(Collected data)
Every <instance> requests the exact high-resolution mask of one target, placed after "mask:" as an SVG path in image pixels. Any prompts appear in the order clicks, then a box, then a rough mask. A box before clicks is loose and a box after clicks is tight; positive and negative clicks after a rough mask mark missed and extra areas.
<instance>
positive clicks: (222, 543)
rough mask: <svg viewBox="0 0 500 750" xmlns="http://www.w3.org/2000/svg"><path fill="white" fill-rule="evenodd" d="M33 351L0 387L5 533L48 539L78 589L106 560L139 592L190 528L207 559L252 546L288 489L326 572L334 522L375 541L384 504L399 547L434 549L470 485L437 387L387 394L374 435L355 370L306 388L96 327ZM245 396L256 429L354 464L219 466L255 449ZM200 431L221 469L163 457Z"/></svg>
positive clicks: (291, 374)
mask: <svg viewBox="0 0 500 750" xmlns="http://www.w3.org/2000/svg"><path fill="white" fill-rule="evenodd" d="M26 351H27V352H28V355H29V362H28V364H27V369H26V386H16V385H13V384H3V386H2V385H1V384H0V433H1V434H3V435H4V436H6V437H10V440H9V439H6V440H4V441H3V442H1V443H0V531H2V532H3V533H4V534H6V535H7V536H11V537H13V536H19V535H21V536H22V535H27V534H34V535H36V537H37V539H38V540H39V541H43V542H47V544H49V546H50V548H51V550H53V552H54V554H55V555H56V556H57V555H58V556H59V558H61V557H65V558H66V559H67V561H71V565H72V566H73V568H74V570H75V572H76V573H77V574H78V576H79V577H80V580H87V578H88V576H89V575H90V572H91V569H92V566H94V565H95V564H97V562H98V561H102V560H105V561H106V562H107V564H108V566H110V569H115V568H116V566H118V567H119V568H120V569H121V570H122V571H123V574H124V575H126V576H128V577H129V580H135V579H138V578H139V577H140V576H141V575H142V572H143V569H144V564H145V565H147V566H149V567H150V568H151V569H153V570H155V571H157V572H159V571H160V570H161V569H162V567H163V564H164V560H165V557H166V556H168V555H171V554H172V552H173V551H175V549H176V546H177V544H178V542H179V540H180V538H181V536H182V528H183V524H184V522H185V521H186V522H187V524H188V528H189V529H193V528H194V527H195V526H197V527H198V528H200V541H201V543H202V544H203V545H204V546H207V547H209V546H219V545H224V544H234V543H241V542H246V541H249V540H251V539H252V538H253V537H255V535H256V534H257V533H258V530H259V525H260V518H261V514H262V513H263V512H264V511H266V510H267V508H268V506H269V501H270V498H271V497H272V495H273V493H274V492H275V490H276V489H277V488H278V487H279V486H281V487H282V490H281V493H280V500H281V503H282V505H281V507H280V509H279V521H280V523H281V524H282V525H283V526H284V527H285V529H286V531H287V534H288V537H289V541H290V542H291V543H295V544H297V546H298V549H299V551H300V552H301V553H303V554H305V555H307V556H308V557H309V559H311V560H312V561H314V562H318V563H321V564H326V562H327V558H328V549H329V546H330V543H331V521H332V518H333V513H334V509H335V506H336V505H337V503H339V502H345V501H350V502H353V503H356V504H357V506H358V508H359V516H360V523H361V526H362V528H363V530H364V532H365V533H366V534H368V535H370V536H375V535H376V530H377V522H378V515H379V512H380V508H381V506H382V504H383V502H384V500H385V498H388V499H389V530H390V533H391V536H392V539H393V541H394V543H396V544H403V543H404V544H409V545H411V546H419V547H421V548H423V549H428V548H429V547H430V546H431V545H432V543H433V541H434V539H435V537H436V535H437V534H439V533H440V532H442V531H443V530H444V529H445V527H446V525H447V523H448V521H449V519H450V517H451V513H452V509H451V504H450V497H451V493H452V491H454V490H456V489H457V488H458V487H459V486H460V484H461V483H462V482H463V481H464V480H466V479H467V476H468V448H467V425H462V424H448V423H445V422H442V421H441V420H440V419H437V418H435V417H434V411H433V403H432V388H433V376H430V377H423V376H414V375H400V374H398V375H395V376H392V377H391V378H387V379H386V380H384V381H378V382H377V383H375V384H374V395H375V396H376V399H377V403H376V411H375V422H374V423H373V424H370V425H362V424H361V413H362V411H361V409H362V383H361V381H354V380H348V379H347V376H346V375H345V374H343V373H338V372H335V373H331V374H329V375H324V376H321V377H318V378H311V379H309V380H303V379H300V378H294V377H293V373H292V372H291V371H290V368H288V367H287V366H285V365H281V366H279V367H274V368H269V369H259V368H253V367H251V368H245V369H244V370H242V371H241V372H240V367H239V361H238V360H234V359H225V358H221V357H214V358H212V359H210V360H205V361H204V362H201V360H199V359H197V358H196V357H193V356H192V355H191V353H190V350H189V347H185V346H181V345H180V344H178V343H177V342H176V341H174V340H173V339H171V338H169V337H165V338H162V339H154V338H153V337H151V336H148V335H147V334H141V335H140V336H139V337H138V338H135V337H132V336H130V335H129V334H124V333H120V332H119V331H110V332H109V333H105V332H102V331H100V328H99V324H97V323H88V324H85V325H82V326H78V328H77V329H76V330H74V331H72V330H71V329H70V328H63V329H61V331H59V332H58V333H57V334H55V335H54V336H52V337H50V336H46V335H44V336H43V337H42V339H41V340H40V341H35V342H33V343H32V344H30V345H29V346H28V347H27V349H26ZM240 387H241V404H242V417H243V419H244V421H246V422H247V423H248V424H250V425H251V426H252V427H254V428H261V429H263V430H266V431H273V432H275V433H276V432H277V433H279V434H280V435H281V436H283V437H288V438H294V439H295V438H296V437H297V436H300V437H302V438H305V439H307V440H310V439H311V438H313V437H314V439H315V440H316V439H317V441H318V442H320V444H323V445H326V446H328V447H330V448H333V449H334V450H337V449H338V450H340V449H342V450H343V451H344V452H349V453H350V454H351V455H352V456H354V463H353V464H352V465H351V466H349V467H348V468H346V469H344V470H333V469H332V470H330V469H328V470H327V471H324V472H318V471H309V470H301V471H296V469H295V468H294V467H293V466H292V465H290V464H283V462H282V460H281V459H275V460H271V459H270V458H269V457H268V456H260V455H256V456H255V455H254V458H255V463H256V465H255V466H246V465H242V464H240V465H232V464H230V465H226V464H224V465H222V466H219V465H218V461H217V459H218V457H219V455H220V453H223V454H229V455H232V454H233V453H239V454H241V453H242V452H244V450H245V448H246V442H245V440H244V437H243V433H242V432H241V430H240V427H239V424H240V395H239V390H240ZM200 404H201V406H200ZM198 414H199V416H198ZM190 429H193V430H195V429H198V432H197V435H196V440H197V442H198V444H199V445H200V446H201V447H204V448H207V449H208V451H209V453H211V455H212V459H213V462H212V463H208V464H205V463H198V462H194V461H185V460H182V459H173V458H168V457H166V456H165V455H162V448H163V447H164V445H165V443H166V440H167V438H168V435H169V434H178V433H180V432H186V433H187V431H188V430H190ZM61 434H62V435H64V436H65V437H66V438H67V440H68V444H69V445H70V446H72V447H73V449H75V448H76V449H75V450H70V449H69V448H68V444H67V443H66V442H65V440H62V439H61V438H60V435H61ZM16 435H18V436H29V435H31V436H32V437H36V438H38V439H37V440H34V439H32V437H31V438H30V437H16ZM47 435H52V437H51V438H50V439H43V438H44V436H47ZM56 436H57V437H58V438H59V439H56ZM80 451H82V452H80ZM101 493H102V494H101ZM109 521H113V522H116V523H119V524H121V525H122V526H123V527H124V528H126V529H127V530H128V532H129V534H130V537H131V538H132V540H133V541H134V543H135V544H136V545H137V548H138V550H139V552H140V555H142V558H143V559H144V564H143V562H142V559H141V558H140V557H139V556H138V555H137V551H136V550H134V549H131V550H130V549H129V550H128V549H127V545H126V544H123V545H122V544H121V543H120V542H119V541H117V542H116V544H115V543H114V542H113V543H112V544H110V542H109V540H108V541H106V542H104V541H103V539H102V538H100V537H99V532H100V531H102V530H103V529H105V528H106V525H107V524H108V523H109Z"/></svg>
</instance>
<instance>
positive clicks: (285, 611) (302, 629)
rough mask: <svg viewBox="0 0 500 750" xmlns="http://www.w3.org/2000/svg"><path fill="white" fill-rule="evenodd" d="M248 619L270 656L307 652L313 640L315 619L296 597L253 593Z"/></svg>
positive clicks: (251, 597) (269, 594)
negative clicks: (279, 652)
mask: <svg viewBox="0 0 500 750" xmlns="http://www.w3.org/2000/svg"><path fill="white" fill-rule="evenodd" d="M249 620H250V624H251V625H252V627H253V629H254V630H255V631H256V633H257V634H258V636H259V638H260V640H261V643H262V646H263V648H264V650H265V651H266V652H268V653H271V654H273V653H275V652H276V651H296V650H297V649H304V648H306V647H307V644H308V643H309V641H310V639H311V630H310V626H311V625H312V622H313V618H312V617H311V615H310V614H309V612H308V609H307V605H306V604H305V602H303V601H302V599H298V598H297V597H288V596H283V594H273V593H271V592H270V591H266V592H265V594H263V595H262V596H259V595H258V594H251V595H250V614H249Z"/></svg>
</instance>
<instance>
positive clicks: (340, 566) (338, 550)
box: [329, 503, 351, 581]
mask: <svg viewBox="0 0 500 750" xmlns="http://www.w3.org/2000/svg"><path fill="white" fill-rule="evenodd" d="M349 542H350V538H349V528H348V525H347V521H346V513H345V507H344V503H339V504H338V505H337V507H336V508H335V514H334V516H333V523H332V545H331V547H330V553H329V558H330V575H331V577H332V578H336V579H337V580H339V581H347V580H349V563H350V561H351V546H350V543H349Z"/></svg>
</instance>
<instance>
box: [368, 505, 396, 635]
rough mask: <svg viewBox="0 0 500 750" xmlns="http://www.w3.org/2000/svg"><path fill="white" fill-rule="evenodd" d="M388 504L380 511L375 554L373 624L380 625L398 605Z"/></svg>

---

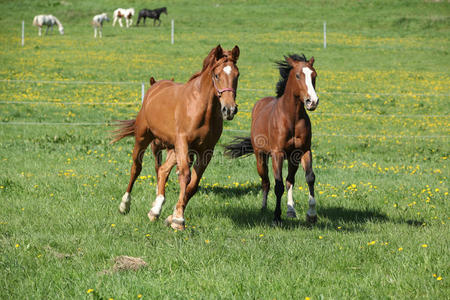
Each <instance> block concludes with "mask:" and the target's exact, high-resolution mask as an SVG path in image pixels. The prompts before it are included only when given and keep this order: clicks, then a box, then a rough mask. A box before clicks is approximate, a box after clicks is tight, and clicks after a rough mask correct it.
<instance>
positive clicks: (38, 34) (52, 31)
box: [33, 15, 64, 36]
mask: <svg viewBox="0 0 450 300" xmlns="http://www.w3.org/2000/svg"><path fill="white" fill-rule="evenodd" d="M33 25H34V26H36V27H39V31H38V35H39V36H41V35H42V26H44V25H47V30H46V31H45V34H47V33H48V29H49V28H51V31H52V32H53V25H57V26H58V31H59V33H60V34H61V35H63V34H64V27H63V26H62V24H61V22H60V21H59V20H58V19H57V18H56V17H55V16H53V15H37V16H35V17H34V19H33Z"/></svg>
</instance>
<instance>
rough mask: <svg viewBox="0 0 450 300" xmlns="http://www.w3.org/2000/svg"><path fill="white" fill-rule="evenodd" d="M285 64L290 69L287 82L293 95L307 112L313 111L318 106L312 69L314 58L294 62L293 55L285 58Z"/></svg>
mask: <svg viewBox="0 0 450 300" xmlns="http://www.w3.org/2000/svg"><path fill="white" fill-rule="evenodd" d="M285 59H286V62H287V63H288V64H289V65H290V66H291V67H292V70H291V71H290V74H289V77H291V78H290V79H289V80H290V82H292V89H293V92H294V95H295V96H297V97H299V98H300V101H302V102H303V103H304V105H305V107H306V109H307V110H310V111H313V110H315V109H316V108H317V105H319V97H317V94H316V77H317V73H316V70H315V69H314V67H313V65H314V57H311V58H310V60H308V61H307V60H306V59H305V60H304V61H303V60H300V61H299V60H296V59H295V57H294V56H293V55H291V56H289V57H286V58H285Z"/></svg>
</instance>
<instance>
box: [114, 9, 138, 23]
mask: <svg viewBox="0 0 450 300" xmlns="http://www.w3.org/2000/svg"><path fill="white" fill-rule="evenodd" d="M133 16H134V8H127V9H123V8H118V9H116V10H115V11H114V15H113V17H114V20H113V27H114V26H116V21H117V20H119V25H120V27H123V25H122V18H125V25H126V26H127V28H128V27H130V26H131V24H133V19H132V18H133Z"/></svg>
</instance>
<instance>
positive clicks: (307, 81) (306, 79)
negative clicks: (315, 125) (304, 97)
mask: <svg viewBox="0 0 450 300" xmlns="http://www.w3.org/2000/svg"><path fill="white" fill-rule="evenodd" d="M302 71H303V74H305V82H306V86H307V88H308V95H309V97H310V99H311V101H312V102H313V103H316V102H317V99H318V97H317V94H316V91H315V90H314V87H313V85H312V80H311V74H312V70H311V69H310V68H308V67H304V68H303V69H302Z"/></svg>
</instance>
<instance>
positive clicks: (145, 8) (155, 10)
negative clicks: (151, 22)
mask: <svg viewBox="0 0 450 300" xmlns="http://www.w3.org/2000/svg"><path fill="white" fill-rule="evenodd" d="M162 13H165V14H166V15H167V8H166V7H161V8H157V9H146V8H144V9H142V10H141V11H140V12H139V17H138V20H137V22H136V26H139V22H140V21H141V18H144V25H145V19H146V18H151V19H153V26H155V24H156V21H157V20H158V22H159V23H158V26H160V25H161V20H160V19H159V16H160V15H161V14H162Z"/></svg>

**What needs to be done:** Switch every "rough mask" to "coarse mask" in the lines that begin at the line containing "Every <instance> requests" and stop after the line containing "positive clicks: (291, 374)", changing nothing else. Give only those lines.

**Written response:**
Every <instance> requests the exact high-resolution mask of one target, placed after "mask:" as an SVG path in image pixels. Any prompts appear in the order clicks, then a box, then a coarse mask. A box before clicks is loose and a box after clicks is tight; positive and negative clicks after a coarse mask mark missed and extra areas.
<instance>
positive clicks: (222, 543)
coarse mask: <svg viewBox="0 0 500 750" xmlns="http://www.w3.org/2000/svg"><path fill="white" fill-rule="evenodd" d="M33 351L0 387L5 533L48 539L78 589L106 560L139 592L190 528L207 559L252 546L288 489L326 572L334 522L375 541L384 504L399 547L434 549L470 485L437 387L387 394L374 435L355 370L306 388L96 327ZM245 396L256 429L354 464L219 466L255 449ZM200 431L221 469L163 457Z"/></svg>
positive clicks: (291, 374)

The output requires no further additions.